▶ [RECORD SET]

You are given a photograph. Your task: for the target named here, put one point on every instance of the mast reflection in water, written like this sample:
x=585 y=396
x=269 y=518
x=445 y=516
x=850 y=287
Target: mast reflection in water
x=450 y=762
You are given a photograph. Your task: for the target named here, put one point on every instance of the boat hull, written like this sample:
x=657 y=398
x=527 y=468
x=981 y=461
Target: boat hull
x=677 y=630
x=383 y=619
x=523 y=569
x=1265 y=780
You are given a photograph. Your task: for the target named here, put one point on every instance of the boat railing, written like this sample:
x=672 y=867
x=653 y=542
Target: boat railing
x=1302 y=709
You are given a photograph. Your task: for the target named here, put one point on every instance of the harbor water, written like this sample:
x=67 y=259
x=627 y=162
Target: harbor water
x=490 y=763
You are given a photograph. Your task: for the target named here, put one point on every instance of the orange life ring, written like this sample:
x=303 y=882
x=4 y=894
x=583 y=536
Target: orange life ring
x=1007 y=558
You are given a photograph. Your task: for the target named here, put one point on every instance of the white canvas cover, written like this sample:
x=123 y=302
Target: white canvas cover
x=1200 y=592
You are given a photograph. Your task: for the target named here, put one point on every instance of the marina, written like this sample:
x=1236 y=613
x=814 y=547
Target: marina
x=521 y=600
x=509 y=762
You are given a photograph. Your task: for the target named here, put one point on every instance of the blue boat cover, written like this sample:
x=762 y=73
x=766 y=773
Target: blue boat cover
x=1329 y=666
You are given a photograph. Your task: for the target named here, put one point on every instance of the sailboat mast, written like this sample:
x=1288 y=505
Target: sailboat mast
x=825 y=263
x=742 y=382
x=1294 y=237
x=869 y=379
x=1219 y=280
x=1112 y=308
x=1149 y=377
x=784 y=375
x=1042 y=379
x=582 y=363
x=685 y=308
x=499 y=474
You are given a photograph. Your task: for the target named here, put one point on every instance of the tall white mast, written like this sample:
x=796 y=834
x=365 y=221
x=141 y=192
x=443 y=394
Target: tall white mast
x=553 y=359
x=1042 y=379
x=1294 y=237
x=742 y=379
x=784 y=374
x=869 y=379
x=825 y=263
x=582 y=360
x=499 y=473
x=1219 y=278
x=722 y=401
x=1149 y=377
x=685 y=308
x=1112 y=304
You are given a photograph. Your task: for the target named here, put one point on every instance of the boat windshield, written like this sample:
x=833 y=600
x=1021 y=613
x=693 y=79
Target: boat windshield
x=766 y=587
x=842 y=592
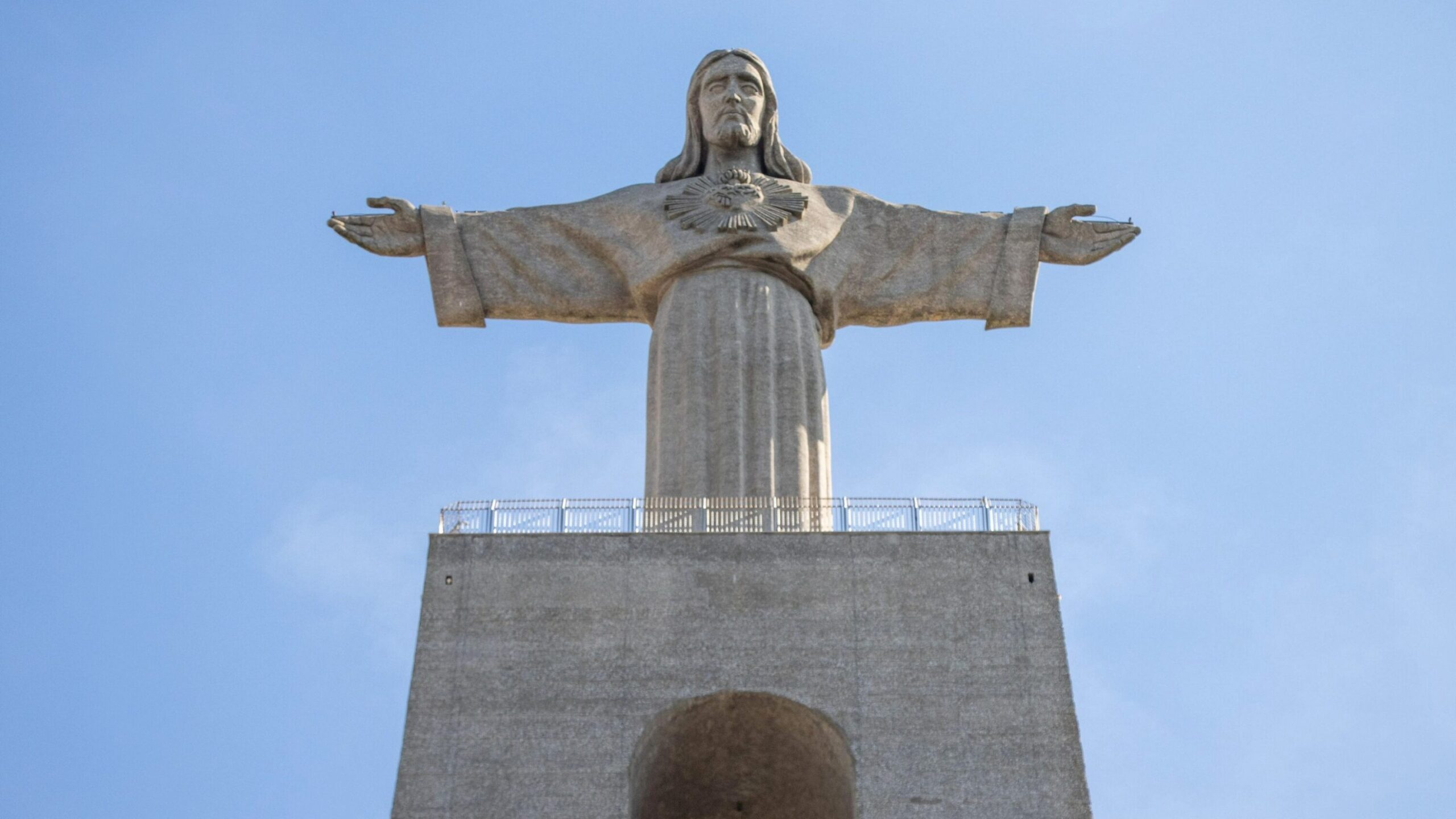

▶ [WHAT IS REQUIRED]
Print the listing above line for line, unchanged, but leave out the picture.

▶ [OUTPUT FOR THIS EXERCISE]
You are given a photograph. Your task: for the target named here, put one point on every instance of the mast reflection in water, written like this sample:
x=585 y=396
x=269 y=518
x=445 y=516
x=850 y=287
Target: mast reflection in water
x=450 y=762
You are given a photograph. Your task: for the target named here, put one point on every instance of the boat hull, written like this sample:
x=657 y=398
x=527 y=468
x=981 y=461
Target: boat hull
x=677 y=630
x=383 y=619
x=523 y=569
x=1265 y=780
You are given a photograph. Your task: for the target named here, put one point on every instance of the boat railing, written like this sample:
x=672 y=867
x=653 y=542
Target: boat railing
x=1302 y=709
You are given a photograph. Your task: for the target named here, put one point on every instance of the harbor water, written like this sample:
x=67 y=259
x=627 y=162
Target: harbor water
x=490 y=763
You are given a photograph. Your task: for the target named here, put one point on every instance of the orange life ring, written like this sample:
x=303 y=882
x=4 y=894
x=583 y=536
Target: orange life ring
x=1007 y=558
You are given a photograph. Your task: for the target named here, put one point on every instance of the white canvas cover, written like this sample:
x=123 y=302
Target: white canvas cover
x=1200 y=592
You are given a photograph. Your task: for the target named here, put one point on every instance of the marina, written like this sample:
x=1236 y=613
x=814 y=547
Target: marina
x=521 y=600
x=509 y=762
You are given a photograph. Your task: for the target named here, put one point on every instance of the blue boat cover, written like this sample:
x=762 y=73
x=766 y=773
Target: blue boat cover
x=1329 y=666
You are given a photograph. Your task: for the target named here, put one point on every instance of the sailboat mast, written like this sample:
x=1288 y=505
Target: sailboat mast
x=825 y=263
x=742 y=382
x=1294 y=237
x=869 y=379
x=1219 y=280
x=1112 y=308
x=1149 y=377
x=784 y=375
x=1042 y=379
x=582 y=363
x=685 y=308
x=499 y=474
You are given a photograph. Your task: for the target named here, put one point on every instance of the tall white mast, written like this sample:
x=796 y=834
x=365 y=221
x=141 y=192
x=443 y=394
Target: tall white mast
x=553 y=359
x=1042 y=379
x=1294 y=237
x=742 y=379
x=784 y=374
x=869 y=379
x=825 y=263
x=582 y=360
x=499 y=473
x=1219 y=278
x=722 y=401
x=1149 y=377
x=685 y=308
x=1112 y=304
You are given a photograph. Your task: for the target named here, put one point on every instance of the boat windshield, written like this sample:
x=833 y=600
x=1021 y=613
x=693 y=79
Target: boat windshield
x=766 y=587
x=842 y=592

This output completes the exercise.